Below are records to transcribe exactly, without their pictures.

:: GIVEN INFORMATION

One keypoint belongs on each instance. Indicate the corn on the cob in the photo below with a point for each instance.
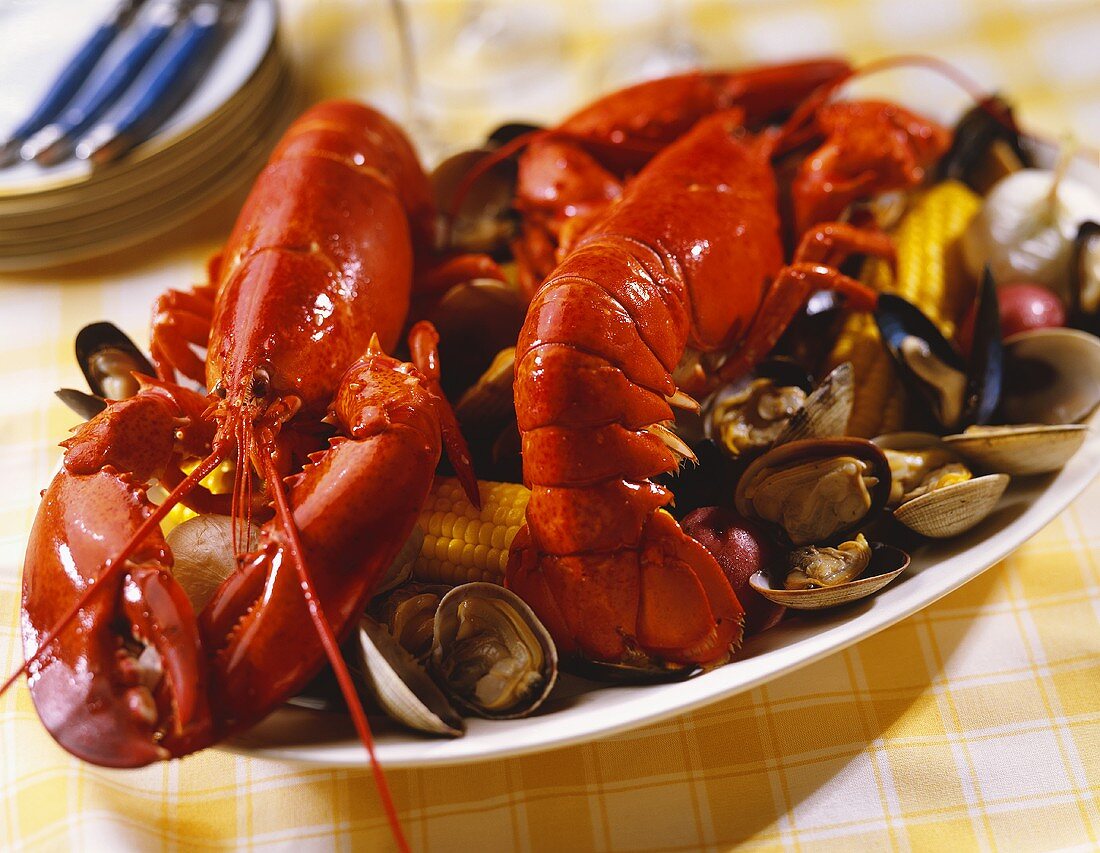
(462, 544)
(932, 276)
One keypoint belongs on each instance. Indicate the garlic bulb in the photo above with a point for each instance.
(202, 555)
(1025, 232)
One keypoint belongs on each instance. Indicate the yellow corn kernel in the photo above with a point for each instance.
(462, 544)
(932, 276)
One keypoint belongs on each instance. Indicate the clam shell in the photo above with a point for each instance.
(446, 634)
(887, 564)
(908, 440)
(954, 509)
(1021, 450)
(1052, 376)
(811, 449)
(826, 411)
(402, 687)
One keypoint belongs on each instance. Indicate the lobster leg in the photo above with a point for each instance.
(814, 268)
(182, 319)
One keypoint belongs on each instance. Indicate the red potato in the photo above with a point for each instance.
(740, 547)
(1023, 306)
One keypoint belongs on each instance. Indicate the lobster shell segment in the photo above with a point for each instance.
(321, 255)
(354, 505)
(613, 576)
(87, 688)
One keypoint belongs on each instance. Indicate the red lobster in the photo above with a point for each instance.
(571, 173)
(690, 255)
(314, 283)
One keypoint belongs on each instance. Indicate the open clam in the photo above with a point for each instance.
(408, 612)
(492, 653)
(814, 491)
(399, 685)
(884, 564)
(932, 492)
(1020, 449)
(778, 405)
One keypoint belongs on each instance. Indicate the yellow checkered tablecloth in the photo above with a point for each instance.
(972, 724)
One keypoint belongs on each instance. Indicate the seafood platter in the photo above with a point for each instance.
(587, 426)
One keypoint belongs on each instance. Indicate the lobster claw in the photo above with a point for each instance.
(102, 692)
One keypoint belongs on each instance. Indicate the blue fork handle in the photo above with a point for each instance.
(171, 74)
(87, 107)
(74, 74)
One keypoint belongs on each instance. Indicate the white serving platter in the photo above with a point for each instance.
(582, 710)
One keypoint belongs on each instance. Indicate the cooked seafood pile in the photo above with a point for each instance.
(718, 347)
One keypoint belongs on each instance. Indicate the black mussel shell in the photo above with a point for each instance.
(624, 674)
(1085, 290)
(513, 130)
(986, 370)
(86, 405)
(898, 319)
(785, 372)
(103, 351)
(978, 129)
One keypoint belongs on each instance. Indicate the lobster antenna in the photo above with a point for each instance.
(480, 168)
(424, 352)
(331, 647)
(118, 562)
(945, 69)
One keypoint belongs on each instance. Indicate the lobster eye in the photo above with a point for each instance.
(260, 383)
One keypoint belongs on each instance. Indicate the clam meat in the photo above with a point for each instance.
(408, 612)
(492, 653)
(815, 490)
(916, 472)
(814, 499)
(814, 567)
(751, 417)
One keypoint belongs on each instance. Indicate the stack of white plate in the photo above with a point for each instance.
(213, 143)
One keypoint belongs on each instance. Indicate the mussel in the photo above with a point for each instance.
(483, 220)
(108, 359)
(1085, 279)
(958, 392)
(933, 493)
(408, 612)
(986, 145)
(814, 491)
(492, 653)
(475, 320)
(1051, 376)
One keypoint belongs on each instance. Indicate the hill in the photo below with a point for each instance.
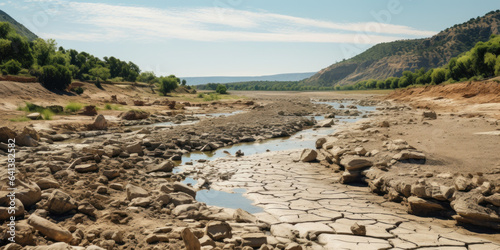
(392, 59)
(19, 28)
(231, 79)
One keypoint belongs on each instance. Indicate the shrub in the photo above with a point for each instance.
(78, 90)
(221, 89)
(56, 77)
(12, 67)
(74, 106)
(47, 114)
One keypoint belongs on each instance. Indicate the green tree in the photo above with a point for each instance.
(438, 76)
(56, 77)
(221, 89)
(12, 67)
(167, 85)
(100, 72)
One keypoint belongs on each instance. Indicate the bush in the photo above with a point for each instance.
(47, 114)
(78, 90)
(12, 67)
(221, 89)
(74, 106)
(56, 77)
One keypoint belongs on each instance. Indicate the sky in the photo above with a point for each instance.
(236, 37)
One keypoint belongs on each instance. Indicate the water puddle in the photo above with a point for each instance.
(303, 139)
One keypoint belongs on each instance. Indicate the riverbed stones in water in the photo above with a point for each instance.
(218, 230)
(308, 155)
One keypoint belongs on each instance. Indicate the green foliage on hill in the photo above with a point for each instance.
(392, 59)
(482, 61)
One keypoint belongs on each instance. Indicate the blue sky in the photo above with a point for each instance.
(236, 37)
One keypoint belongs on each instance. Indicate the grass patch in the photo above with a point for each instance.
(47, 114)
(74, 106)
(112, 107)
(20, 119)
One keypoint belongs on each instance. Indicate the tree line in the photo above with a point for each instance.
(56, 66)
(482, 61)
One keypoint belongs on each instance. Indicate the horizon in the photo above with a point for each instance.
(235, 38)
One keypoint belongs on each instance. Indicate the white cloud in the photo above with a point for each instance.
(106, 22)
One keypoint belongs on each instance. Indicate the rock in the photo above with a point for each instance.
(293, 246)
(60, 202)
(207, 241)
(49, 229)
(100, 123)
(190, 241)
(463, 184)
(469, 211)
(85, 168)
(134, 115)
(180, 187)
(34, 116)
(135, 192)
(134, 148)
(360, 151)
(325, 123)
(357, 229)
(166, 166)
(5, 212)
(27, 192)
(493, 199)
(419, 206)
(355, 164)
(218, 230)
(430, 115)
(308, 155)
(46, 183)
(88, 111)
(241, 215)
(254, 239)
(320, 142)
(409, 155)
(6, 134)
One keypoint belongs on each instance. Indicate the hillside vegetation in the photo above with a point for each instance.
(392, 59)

::::

→ WRITTEN ANSWER:
One keypoint belongs on each instance. Indicate the corn on the cob in the photo below with a point for each instance.
(462, 544)
(932, 276)
One keypoint belongs on each instance. Indicate the garlic bulb in the photo above with a point for each instance.
(202, 555)
(1025, 232)
One keypoint belongs on each instance. Indicate the yellow corn kernel in the photo above with a point for each instance.
(462, 544)
(932, 276)
One keypoint belongs on each instance. Indicate the clam shell in the photo above with a point for each instance.
(446, 634)
(887, 564)
(908, 440)
(954, 509)
(1021, 450)
(1052, 376)
(811, 449)
(826, 411)
(402, 687)
One keypoint belongs on each instance. Indicate the lobster leg in the photo above with a point for each instance.
(814, 268)
(182, 319)
One keypoint belongs on each instance. Indicate the red potato in the photo above with a point for each instance.
(740, 547)
(1023, 306)
One keypoint belongs on each instance. Indicate the lobster shell segment in the photo above with a point for each instance.
(321, 255)
(354, 505)
(613, 576)
(87, 688)
One keypoint belongs on each instance. Indicate the red lobster in the photo above with a point for each instance.
(571, 173)
(690, 255)
(314, 283)
One keypoint belongs on each instance. Indicate the open clam in the photo above with a point for each instance.
(408, 612)
(492, 653)
(814, 491)
(399, 685)
(884, 564)
(932, 492)
(1020, 449)
(778, 405)
One keypoint belongs on each instance. Indicate the yellow checkered tablecloth in the photo above with a point for each instance.
(972, 724)
One keypoint belongs on each instance. Indicate the seafood platter in the photo above with a point for each instance.
(587, 426)
One keypoint belongs on each instance. Indicate the lobster claw in the photo above with a point for each instance.
(102, 692)
One keypoint belongs on each instance. Indicate the blue fork handle in the photo above with a point for each instance.
(171, 74)
(87, 107)
(74, 74)
One keypoint belongs on each instance. Indicate the white serving platter in the photo above with a point for each instance.
(582, 710)
One keypoint belongs on each instance. Indicate the cooked seafood pile in the photo above with a point for each instance.
(718, 347)
One keypoint belongs on each instance. Indicate the black mussel shell in the photo above with a point for each instance.
(624, 674)
(1085, 290)
(513, 130)
(986, 370)
(86, 405)
(898, 319)
(785, 372)
(103, 351)
(978, 129)
One keypoint belongs on each instance. Indicate the lobster antenna in the photo above with a point for each instance.
(480, 168)
(424, 352)
(331, 647)
(118, 562)
(945, 69)
One keypoint belongs on each instance. Indicate the lobster eye in the photo above with a point for each instance.
(260, 383)
One keypoint belongs on each instance. Indicate the clam meat in the photo above with a point for each instance.
(408, 612)
(492, 653)
(815, 490)
(916, 472)
(814, 499)
(814, 567)
(751, 417)
One keypoint belongs on each instance. Indicate the stack of white plate in the photo above with a point for each instance.
(213, 143)
One keypoint belongs on each instance. Indicate the mussel in the photo above with a point for each instance.
(483, 220)
(108, 359)
(1085, 279)
(958, 392)
(933, 493)
(408, 612)
(986, 145)
(814, 491)
(492, 653)
(475, 320)
(1051, 376)
One keypoint belongs on each instance. Indicate the hill in the photo below with a point for each instance.
(392, 59)
(19, 28)
(231, 79)
One keypoint belongs on each instance. Indicate the shrub in the photo above with a point for each instance.
(78, 90)
(221, 89)
(56, 77)
(12, 67)
(74, 106)
(47, 114)
One keypoint belongs on each instance. Indicate the green tree in the photo above with a point for each instance.
(438, 76)
(56, 77)
(221, 89)
(12, 67)
(167, 85)
(100, 72)
One keypoint belongs on each instance. Indicate the bush in the photo above with a point for each instance.
(47, 114)
(78, 90)
(12, 67)
(221, 89)
(74, 106)
(56, 77)
One keypoint belongs on each instance. Indicate the sky in the photo above with a point for each instance.
(236, 37)
One keypoint belongs on each instance. Indicate the water puddle in the photo above with a point for each instance.
(303, 139)
One keypoint belongs on each instance. Indicate the riverbed stones in water in the photo above with a point for each instance.
(218, 230)
(308, 155)
One keypoint belongs on each instance. Indicate the green foliage on hill in the photo above with a point for each instance.
(392, 59)
(482, 61)
One keypoint belongs on each instance. Indicate the blue sky in the photo above with a point for each instance.
(236, 37)
One keypoint belongs on each instance. Indicate the grass patch in the photo above with a point for each instance.
(47, 114)
(74, 106)
(112, 107)
(20, 119)
One keypoint belongs on each instance. Indicate the tree line in the photo above with a point for each instance.
(56, 66)
(482, 61)
One keypoint belongs on each instance. Indicate the horizon in the photo above with a point for each instance.
(235, 38)
One keypoint belongs on each instance. Indicate the white cloud in the photo above with a point for each instance.
(106, 22)
One keypoint belongs on each instance. Indicate the rock in the photo above with a point for each instance.
(293, 246)
(60, 202)
(207, 241)
(49, 229)
(100, 123)
(190, 241)
(463, 184)
(469, 211)
(85, 168)
(134, 115)
(180, 187)
(34, 116)
(135, 192)
(134, 148)
(360, 151)
(325, 123)
(357, 229)
(166, 166)
(5, 212)
(27, 192)
(493, 199)
(419, 206)
(355, 164)
(218, 230)
(430, 115)
(308, 155)
(46, 183)
(88, 111)
(241, 215)
(254, 239)
(320, 142)
(409, 155)
(6, 134)
One keypoint belongs on each instance. Indicate the hillside vegetation in the photo above with a point for each instance.
(392, 59)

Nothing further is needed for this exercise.